◆ **Exercise inputs**:
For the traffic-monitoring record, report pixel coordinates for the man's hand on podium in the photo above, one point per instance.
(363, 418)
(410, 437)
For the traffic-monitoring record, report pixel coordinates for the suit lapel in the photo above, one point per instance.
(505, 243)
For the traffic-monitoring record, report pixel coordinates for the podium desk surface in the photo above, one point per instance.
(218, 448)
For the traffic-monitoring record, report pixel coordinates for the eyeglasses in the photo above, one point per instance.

◆ **Instructions to follow**: Convert the entries above into a numbered list, leaving out any blank lines.

◆ **Output for this task**:
1. For the traffic-monitoring record, report pixel coordinates for the man's hand on podium in the photo above, one point per instance.
2. (363, 418)
3. (410, 437)
4. For the traffic-monitoring record, report pixel coordinates for the suit lapel in the photo above, one point per instance.
5. (505, 243)
6. For the traffic-monitoring record, report pixel coordinates for the podium desk surface in the photo above, one point per instance.
7. (218, 448)
8. For the traffic-monitoring record, report pixel coordinates for the eyeglasses in the photo above, one point per instance.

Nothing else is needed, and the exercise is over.